<<<<
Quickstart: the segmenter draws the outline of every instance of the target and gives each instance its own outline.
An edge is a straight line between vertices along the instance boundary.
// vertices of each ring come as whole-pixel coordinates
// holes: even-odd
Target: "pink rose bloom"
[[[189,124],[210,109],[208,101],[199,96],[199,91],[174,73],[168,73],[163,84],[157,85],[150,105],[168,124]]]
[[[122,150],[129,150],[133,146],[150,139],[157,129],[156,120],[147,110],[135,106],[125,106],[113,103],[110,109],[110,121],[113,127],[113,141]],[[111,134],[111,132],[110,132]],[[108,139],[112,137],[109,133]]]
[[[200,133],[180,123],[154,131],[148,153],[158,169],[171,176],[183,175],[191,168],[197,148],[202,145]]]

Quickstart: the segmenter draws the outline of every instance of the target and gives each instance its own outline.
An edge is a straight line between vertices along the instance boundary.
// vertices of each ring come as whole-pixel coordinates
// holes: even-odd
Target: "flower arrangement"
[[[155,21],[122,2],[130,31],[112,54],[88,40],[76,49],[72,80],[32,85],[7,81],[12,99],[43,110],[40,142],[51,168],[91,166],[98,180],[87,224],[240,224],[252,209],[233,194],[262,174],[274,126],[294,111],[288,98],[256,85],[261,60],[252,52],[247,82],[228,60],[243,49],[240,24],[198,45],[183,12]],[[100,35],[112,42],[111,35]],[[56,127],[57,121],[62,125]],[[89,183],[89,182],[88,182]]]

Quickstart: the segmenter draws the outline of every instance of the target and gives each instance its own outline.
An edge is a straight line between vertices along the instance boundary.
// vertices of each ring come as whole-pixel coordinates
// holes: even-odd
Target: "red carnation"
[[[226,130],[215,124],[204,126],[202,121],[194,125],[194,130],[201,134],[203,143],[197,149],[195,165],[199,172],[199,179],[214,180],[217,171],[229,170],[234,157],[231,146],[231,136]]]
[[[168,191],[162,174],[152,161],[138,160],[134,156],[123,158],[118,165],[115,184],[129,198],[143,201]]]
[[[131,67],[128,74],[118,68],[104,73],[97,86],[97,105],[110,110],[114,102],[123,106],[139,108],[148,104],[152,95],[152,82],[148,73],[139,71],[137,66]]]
>>>>
- Stated problem
Reproduce every line of the records above verbatim.

- Output for this task
Quickstart: the segmenter draws the outline of every instance of the target and gives each instance its own outline.
An edge is a straight line between vertices along the instance boundary.
// vertices of each ring come as whole-pixel coordinates
// holes: even-odd
Target: "pink rose bloom"
[[[189,124],[210,109],[208,101],[199,96],[199,91],[174,73],[168,73],[163,84],[157,85],[150,105],[168,124]]]
[[[122,150],[129,150],[133,146],[150,139],[157,129],[156,120],[147,110],[135,106],[125,106],[113,103],[110,109],[110,121],[113,127],[113,141]],[[111,134],[111,132],[110,132]],[[108,139],[112,137],[109,133]]]
[[[200,133],[180,123],[154,131],[148,153],[158,169],[171,176],[183,175],[191,168],[197,148],[202,145]]]

Quickstart: the segmenter draws the outline of every instance of the target and gives each instance its own outline.
An edge is a straight line between vertices along the instance boundary.
// vertices of each ring come as whole-pixel coordinates
// holes: even-odd
Target: "flower arrangement"
[[[155,21],[122,2],[130,31],[112,54],[88,40],[76,49],[72,80],[32,85],[7,81],[12,99],[43,110],[40,142],[51,168],[91,166],[98,180],[87,224],[240,224],[252,209],[233,194],[262,174],[274,126],[294,111],[288,98],[256,85],[261,60],[252,52],[247,82],[228,60],[243,49],[240,24],[198,45],[183,12]],[[100,35],[112,42],[111,35]],[[56,127],[57,121],[62,125]],[[89,183],[89,182],[88,182]]]

Quickstart: the segmenter draws the outline of every instance of the target and gives each instance its own outline.
An edge is a straight line between vertices along the instance boundary.
// vertices of each ring come as whole-pixel coordinates
// holes: even-odd
Target: "red carnation"
[[[226,130],[215,124],[204,126],[202,121],[194,125],[194,130],[201,134],[203,143],[197,149],[195,165],[199,172],[199,179],[214,180],[217,171],[229,170],[234,157],[231,146],[231,136]]]
[[[168,191],[162,174],[152,161],[138,160],[134,156],[123,158],[118,165],[115,184],[129,198],[143,201]]]
[[[131,67],[128,74],[118,68],[104,73],[97,86],[97,105],[110,110],[114,102],[123,106],[139,108],[148,104],[152,95],[152,82],[148,73],[139,71],[137,66]]]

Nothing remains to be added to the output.